● **Text extract**
==================================================
Studio album by Dave Hollister
- Released: September 9, 2016
- Studio: Shanachie
- Genre: R&B, soul
- Length: 34:52

Dave Hollister chronology
| Chicago Winds... The Saga Continues (2014) | The Manuscript (2016) |  |

= The Manuscript (album) =

The Manuscript (often stylized The MANuscript) is a studio album by American singer Dave Hollister. It was released by Shanachie Records in collaboration with Conjunction Entertainment and TopNotch Music on September 9, 2016.

==Critical reception==

Allmusic editor Andy Kellman wrote that "as with his best work, Hollister carries himself with easy-going, modest certitude [...] Hollister is ideally matched with his supporting collaborators, with whom he made what he calls "a guide for men," though it does not come across as some grandly designed concept album. It's a simple, straightforward set that largely adheres to polished, soul-rooted R&B, with Hollister doling out advice and relating tales, inspired as ever by the likes of Sam Cooke and Bobby Womack, without pulpiting."
==================================================
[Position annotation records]
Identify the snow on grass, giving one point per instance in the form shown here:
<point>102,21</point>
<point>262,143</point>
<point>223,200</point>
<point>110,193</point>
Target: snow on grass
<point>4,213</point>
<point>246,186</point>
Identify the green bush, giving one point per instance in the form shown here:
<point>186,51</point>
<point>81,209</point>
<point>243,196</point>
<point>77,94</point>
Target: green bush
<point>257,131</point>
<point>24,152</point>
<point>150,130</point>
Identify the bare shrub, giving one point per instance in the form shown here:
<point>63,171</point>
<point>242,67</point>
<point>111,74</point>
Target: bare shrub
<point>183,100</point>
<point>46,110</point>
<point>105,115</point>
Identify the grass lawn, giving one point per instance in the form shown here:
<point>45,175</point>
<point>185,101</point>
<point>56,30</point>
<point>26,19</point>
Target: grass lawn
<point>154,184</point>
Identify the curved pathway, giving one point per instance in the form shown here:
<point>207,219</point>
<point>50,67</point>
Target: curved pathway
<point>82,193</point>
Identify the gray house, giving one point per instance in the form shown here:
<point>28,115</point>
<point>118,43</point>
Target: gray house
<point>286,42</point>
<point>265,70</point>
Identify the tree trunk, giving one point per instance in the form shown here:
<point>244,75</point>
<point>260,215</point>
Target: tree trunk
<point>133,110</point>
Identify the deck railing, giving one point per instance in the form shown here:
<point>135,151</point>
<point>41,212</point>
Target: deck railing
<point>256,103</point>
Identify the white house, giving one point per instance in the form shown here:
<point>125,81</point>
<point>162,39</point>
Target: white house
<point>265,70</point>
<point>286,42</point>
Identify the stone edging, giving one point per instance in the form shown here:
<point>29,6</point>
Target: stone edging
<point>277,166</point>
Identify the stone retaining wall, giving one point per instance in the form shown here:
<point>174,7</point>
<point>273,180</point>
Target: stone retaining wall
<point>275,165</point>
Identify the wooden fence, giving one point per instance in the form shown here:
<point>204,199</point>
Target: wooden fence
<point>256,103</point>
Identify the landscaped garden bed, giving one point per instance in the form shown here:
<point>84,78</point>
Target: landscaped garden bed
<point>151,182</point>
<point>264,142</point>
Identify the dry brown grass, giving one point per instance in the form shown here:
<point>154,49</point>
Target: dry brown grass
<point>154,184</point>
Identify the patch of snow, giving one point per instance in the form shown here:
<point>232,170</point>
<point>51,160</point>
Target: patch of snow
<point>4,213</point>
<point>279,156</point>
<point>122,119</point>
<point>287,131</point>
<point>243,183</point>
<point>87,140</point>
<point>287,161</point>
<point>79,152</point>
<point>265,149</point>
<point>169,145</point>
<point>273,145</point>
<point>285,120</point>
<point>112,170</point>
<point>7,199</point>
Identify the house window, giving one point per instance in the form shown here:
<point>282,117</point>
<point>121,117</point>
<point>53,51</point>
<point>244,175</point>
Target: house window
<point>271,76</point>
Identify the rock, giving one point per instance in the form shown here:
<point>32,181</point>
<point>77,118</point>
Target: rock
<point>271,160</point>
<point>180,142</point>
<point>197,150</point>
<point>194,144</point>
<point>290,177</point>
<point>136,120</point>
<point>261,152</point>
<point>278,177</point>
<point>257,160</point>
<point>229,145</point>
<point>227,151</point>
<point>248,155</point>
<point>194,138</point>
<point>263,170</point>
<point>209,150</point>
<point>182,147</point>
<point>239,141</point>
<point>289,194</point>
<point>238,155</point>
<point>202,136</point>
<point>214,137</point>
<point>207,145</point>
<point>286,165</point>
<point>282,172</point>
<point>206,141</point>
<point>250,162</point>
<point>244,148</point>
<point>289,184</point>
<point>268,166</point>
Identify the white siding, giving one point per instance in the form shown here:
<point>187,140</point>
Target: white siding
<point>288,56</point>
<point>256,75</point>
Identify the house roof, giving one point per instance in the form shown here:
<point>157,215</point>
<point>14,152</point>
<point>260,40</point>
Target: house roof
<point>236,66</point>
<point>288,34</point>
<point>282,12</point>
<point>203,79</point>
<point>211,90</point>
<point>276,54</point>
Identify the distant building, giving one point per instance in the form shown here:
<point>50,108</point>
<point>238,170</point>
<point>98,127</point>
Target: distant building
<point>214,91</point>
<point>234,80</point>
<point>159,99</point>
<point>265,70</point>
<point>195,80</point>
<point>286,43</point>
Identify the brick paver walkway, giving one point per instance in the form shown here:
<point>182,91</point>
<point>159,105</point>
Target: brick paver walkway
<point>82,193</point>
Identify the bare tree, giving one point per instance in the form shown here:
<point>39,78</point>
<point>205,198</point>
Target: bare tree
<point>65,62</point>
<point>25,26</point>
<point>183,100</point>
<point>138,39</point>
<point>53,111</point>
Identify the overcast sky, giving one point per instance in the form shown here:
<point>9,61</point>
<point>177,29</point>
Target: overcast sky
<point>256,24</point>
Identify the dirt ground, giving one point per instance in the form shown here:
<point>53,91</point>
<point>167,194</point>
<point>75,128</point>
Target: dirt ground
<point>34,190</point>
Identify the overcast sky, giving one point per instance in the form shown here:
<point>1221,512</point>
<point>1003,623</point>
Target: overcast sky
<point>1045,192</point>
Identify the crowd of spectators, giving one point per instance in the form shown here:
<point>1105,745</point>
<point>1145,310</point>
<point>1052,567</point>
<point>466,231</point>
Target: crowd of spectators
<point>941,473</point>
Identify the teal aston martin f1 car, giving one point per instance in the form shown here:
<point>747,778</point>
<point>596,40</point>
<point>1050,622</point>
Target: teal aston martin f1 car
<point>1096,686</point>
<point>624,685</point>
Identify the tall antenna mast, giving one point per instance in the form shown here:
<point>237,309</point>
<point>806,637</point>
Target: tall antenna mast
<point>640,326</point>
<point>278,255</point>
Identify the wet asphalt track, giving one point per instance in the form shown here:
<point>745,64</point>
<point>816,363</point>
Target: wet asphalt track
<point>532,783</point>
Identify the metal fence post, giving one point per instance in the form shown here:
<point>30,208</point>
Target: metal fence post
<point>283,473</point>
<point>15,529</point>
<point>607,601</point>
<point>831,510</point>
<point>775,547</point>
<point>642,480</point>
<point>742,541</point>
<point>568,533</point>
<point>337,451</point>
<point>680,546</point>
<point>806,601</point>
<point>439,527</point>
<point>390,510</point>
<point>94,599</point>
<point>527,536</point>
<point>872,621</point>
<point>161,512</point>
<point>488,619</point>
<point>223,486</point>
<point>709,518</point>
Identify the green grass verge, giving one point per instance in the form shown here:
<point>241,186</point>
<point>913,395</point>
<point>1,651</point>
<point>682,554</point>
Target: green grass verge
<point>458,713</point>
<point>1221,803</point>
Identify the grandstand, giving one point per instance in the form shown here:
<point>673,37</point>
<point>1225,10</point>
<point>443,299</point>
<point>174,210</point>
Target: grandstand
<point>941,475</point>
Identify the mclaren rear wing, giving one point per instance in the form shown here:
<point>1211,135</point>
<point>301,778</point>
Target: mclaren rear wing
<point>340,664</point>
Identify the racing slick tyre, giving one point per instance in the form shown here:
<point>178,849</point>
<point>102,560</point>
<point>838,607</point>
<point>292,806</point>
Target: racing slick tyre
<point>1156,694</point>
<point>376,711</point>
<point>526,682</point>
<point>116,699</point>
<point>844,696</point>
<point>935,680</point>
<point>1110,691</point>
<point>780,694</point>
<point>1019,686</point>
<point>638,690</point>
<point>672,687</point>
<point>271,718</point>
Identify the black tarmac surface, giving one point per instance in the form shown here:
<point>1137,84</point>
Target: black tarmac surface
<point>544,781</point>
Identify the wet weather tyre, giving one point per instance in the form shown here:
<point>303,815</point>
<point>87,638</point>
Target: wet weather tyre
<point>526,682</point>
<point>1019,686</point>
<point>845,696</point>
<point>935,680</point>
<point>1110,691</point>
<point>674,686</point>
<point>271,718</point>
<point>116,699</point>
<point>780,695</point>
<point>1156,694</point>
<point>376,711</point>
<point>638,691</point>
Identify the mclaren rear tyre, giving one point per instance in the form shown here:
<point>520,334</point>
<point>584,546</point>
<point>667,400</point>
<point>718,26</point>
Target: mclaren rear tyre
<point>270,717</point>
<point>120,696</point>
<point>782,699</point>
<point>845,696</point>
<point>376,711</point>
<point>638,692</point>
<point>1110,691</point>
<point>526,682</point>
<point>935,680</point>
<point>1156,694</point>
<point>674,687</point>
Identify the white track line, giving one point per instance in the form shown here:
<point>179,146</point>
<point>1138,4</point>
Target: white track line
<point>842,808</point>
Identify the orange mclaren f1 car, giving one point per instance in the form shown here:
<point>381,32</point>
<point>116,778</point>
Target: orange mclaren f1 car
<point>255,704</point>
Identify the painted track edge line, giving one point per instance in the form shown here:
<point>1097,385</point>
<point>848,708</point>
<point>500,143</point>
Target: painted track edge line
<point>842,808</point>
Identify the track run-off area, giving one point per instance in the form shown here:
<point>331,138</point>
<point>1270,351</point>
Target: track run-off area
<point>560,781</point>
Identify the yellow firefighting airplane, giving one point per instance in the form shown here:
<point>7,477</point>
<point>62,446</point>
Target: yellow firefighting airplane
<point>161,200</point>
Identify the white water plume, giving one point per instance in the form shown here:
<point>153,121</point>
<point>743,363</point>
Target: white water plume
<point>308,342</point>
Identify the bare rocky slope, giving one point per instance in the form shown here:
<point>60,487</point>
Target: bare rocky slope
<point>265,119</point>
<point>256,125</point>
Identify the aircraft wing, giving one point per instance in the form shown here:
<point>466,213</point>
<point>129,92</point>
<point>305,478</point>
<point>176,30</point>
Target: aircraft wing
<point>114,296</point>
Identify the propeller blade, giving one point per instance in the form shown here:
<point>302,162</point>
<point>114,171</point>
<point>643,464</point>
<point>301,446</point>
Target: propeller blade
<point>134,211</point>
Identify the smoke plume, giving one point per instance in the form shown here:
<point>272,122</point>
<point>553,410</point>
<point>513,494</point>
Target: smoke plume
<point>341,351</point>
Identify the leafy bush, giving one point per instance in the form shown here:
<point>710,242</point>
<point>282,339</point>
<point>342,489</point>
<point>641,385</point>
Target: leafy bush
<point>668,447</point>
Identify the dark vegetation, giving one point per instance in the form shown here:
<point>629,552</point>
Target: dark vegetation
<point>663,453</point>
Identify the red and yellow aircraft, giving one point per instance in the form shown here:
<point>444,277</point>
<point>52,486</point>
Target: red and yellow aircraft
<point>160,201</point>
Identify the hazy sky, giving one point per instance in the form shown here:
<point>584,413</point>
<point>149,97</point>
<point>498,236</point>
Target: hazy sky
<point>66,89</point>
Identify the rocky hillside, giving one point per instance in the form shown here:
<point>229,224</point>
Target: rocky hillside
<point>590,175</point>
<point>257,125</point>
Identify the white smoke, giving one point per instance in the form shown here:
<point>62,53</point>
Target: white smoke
==================================================
● **Problem to work on**
Summarize the article on The Manuscript in two sentences.

● **Task result**
The Manuscript is a studio album by American singer Dave Hollister, released by Shanachie Records in collaboration with Conjunction Entertainment and TopNotch Music on September 9, 2016. Allmusic editor Andy Kellman described it as a simple, straightforward set of polished, soul-rooted R&B in which Hollister doles out advice and relates tales without pulpiting.